• **What is required**
Return the entries below word for word. No picture belongs in the copy.

• **Data for this exercise**
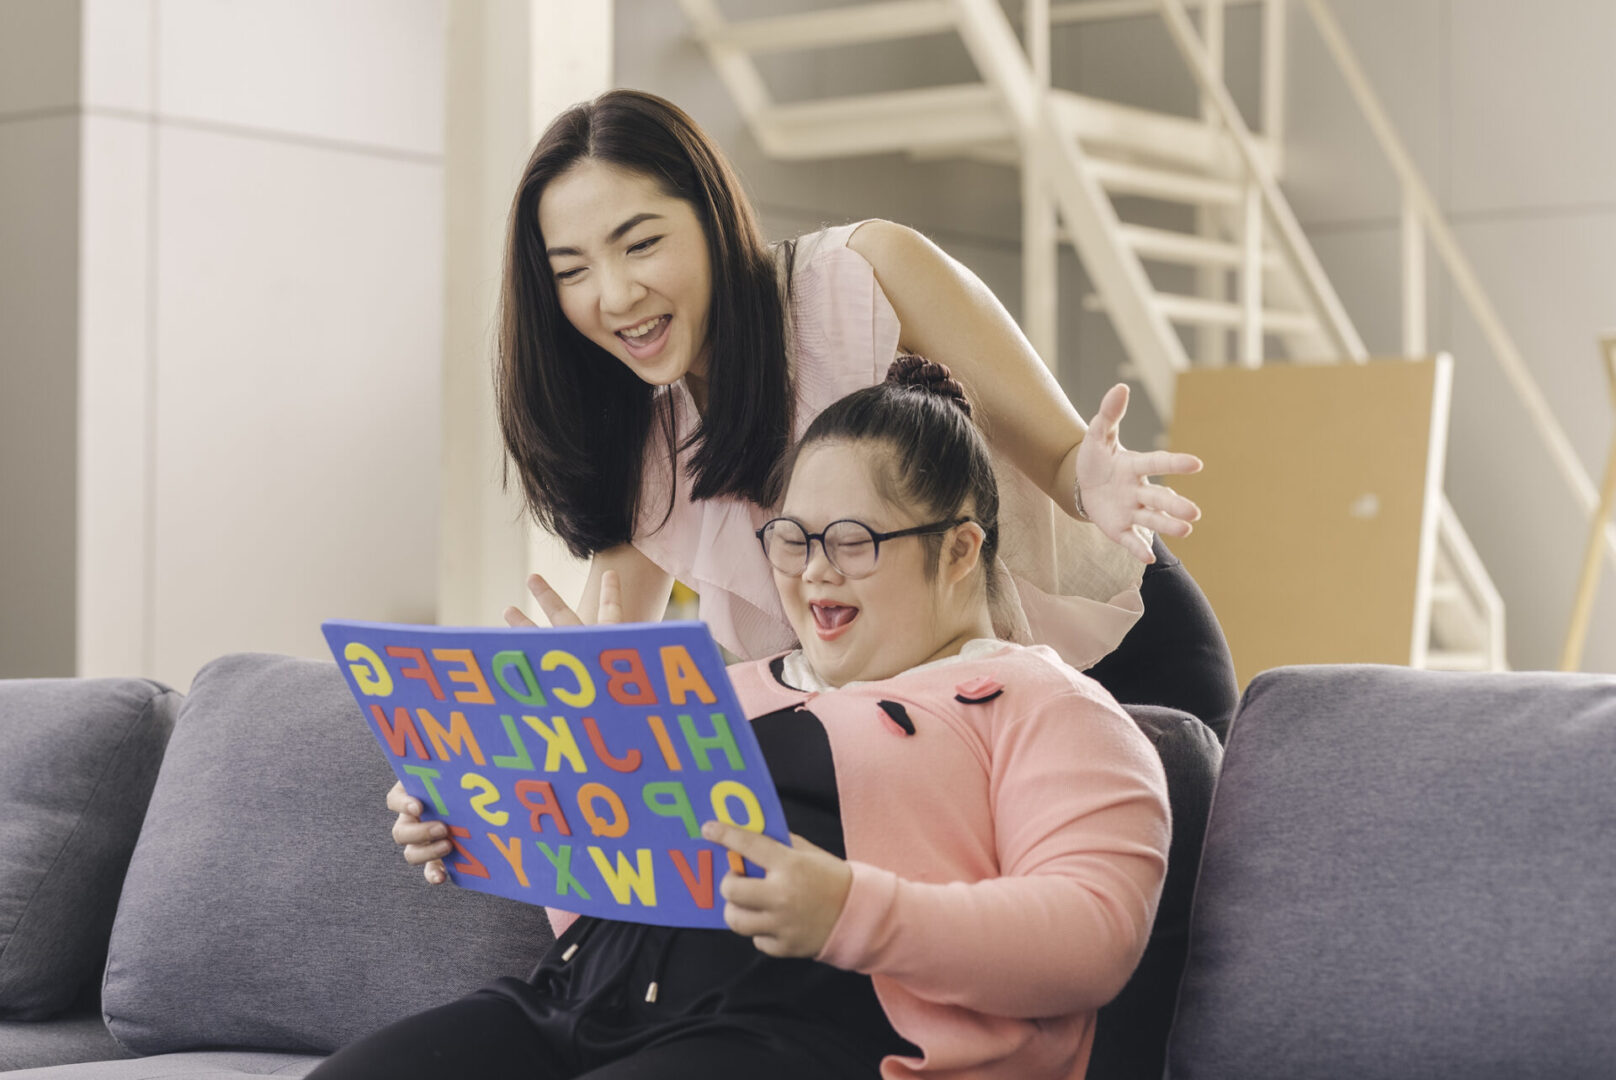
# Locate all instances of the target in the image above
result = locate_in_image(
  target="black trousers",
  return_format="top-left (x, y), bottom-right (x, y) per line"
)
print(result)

• **Result**
# Locate all instances of the target in the image above
result = locate_in_image(
  target="black trousers",
  return_format="top-left (x, y), bottom-right (x, y) per line"
)
print(result)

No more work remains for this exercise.